**STUDY TEXT**
Obviously determined players are going to find a way around this, but it’s a good attempt at dealing with what could otherwise be a serious issue. The “invasion mode” can also be disabled, if you’d prefer to focus on the objectives without the headache of another player hunting you.
You can also play the game in a co-op mode, which lets you and a friend tackle the main campaign or the survival mode together. This opens up even more tactical options, including being able to take down multiple targets simultaneously, one player creating a distraction to draw attention from whatever the other is doing, or simply being able to complete the objectives faster since you can each tackle a different one.
While most of the game is excellent, there were still a few mis-fires too.
In each level, there’s a special assassination target which, if you take out in a particular way, will unlock a new weapon. Some of these special goals are pretty straightforward, but some of them require the co-operation of the target and without that, can’t be completed. For example, in one level, I had to assassinate an informant and had been provided with a “Rat Bomb” (a dead rat with explosives in it). The idea was to plant the device where the target would see it, go “A rat! I hate rats!” and shoot it (the irony), triggering an explosion and killing them.
Except he just stayed in the office of the building, ranting about rats everywhere but not actually leaving the room (no matter what I did, including reloading an earlier save), necessitating elimination via a more traditional method – and no unique weapon reward as a result.
The scale on a lot of the levels seems off too. You’ll see a target that looks like it’s miles away (even through a scope) and you’ll get set up, compensate for windage and bullet drop, sight up target, and fire, triggering the awesome slow-mo X-ray killcam, then discover the target was only 200m away. 200m is not a particularly long-range shot with a scoped rifle, even from WWII.
The game really needs proper long-range sniper opportunities, much like Sniper: Ghost Warrior Contracts 2, which had 1km+ shots.
I also didn’t think there were enough guns in the game, and felt quite restricted in my loadout options as a result. Between the previous four Sniper Elite games, the Zombie Army games, and Strange Brigade, Rebellion have done the modelling for most of the major guns of WWII (and quite a few others) so not seeing most of them in the game was rather disappointing.

**ENTRIES PROVIDED**
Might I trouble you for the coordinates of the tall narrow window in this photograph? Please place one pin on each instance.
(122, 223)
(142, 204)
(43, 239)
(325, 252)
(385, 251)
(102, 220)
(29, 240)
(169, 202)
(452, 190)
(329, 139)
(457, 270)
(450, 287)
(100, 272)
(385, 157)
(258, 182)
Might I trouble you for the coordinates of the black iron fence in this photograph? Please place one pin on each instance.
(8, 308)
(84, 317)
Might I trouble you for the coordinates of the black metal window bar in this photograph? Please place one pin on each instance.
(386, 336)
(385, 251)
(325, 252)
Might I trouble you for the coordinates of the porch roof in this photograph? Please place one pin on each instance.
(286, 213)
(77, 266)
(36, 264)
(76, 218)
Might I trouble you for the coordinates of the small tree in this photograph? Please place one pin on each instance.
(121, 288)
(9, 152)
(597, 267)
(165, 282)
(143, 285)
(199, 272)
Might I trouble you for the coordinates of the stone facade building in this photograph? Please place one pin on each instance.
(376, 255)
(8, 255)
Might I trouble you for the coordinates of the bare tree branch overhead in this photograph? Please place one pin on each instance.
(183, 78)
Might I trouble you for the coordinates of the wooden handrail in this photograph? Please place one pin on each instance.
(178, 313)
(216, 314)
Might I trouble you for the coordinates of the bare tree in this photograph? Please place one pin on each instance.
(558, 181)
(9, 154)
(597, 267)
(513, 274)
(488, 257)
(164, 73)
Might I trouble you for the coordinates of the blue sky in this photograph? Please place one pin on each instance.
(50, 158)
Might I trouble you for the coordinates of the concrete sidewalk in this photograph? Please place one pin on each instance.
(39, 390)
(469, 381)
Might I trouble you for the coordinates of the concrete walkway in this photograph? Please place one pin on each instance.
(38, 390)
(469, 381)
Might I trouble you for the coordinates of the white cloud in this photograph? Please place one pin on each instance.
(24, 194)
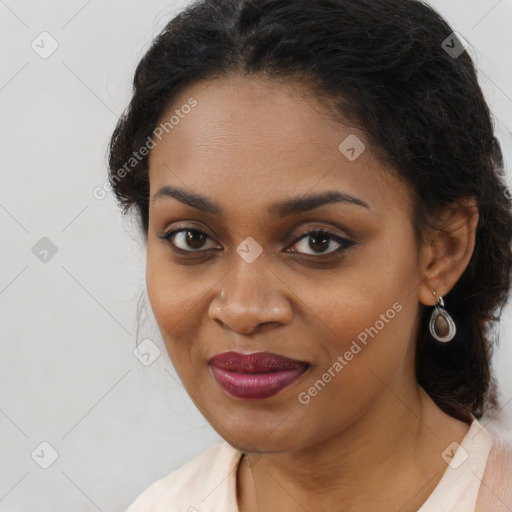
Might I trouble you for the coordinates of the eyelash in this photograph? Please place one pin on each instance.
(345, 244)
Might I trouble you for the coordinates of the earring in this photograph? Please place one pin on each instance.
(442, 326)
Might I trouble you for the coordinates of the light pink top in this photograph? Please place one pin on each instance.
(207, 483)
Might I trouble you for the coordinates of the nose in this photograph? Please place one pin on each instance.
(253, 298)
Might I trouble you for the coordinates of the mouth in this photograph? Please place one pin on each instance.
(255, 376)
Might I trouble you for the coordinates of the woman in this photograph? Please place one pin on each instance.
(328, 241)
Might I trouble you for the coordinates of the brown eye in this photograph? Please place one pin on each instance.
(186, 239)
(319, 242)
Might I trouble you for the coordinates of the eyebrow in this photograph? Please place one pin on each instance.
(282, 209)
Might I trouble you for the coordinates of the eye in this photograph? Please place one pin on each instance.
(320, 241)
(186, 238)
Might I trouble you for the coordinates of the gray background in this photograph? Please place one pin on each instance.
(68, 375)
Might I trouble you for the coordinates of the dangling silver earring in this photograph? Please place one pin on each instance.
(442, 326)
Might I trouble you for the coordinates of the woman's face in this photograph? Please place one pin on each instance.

**TASK OBJECTIVE**
Go on with the sniper game review, picking up right after its final sentence about the limited guns.

**OUTPUT**
I also found the whole idea of “temporary” guns in Sniper Elite 5 just silly; guns you pick up from enemies can’t be reloaded or kept; once the mag runs out you ditch them and go back to your regular gun.
If I shoot a German soldier and take his MP-44, why can’t I keep reloading it with scrounged magazines from all the other German soldiers carrying that gun? Why is it I can take the ammo from that captured gun and use it in my SMG, even though they’re totally different calibres?
Yes, I know I’m probably overthinking a video game, but “magic interchangeable firearm calibres” is one of those “breaks the immersion” things for me, especially in a game that’s otherwise trying to be fairly realistic.
Broadly, however, Sniper Elite 5 is outstanding – it’s easily the best game in the series and offers a rich, rewarding and replayable adventure which can be as easy or as challenging as you like. The levels are well-crafted and detailed, the payoff when a shot or trap comes together is extremely high, and the ability to play from “the other side” is a welcome feature too. Even though there’s only eight “full” levels, they are enormous and will take around 20 hours to get through based on my experience – and that’s not counting the other game modes available.
There’s not much out at the moment on the Big Games front so now is the ideal opportunity to load up and dial in your scope for Sniper Elite 5 – especially since it’s also available on Xbox Game Pass. Even if you’ve never played one of the previous games, this is an extremely accessible and worthwhile game which is definitely worth playing if you’re a fan of WWII or shooting games.